Segment Start: Records to use

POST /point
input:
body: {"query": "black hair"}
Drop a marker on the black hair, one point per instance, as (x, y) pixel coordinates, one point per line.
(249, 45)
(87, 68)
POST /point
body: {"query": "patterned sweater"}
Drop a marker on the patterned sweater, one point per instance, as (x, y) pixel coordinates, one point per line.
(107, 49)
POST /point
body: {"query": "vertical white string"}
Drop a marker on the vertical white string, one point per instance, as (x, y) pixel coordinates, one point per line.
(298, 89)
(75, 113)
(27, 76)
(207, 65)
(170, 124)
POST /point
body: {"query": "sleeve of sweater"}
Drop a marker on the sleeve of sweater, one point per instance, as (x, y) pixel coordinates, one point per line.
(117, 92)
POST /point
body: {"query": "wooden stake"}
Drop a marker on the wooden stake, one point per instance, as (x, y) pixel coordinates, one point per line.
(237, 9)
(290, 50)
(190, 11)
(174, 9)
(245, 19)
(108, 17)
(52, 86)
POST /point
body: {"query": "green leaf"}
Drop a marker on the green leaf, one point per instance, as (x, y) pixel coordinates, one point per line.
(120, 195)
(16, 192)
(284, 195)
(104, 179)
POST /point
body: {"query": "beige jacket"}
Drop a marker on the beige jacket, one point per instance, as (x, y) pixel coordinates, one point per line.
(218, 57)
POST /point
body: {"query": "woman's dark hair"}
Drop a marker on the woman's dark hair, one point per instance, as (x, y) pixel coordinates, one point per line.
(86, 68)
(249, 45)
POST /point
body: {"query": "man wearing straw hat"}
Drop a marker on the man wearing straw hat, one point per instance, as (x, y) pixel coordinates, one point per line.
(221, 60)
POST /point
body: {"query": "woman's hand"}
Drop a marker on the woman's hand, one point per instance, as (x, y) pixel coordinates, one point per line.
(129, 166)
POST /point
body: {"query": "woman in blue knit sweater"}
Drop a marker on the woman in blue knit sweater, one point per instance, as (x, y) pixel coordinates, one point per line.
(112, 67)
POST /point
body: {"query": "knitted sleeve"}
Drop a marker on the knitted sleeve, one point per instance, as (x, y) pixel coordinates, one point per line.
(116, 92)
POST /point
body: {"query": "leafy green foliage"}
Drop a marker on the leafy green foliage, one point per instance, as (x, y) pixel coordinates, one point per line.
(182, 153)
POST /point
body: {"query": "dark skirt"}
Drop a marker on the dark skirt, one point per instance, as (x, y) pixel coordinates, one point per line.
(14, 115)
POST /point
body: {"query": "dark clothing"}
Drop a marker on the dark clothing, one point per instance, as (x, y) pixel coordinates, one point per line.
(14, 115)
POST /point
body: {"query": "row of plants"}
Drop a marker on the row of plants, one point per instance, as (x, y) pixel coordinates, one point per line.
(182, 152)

Segment End: Records to use

= What to produce =
Every record above should be written out exactly.

= Exercise result =
POST /point
input:
body: {"query": "black hair"}
Drop a marker on the black hair, one point per instance, as (x, y) pixel coordinates, one point per line.
(249, 45)
(87, 68)
POST /point
body: {"query": "patterned sweater"}
Drop a marker on the patterned sweater, one point per instance, as (x, y) pixel coordinates, one point per line.
(107, 49)
POST /point
body: {"query": "vertical white string"}
Drop a marker on the vertical white string, one point per instance, as (x, y) pixel coordinates, one point per line.
(298, 89)
(75, 113)
(27, 76)
(207, 65)
(170, 124)
POST /point
body: {"query": "sleeve of sweater"}
Drop a marker on the sleeve of sweater, one point per instance, as (x, y) pixel coordinates, one point per line.
(117, 92)
POST /point
body: {"query": "wooden stake"}
Drop a marker on the wooden stake, one point per instance, as (x, y) pixel coordinates, one point per line.
(237, 9)
(290, 50)
(190, 11)
(174, 9)
(245, 19)
(108, 17)
(52, 86)
POST /point
body: {"query": "green leaf"}
Drop a marker on the green leaf, one point per instance, as (x, y) pixel coordinates, one point per line.
(120, 195)
(16, 192)
(284, 195)
(104, 179)
POST /point
body: {"query": "beige jacket"}
Drop a marker on the beige jacket, one point per instance, as (x, y) pixel coordinates, one point per line.
(218, 57)
POST /point
body: {"query": "woman's dark hair"}
Drop a marker on the woman's dark hair, one point per instance, as (x, y) pixel coordinates, one point per line.
(86, 68)
(249, 45)
POST /point
body: {"query": "man wearing straw hat"}
Drop a marker on the man wearing straw hat, one point per instance, as (x, y) pixel coordinates, one point per line.
(221, 60)
POST /point
body: {"query": "woman's hand"}
Drop a marker on the woman's hand, one point per instance, as (x, y) pixel coordinates, one point per line.
(129, 166)
POST /point
body: {"query": "woman in blue knit sweater"}
Drop a marker on the woman in blue knit sweater, one point per instance, as (x, y) pixel coordinates, one point per line.
(112, 67)
POST /point
body: {"query": "knitted sleeve"}
Drop a marker on the knitted sleeve, one point per instance, as (x, y) pixel coordinates, one point per line.
(116, 92)
POST /point
body: {"query": "leafy green foliage"}
Drop a marker on the leafy green foliage, one point per instance, as (x, y) pixel coordinates, one point per line.
(182, 153)
POST /point
body: {"query": "dark skirt"}
Drop a marker on the dark skirt, one point per instance, as (x, y) pixel coordinates, one point per line.
(14, 115)
POST /point
body: {"query": "dark clothing"}
Drop a marker on the dark clothing, one point per instance, as (x, y) pixel coordinates, one point per line.
(14, 115)
POST /point
body: {"query": "row of plants"}
Drop a marker on the row of plants, one point per instance, as (x, y) pixel coordinates, one point per line.
(182, 152)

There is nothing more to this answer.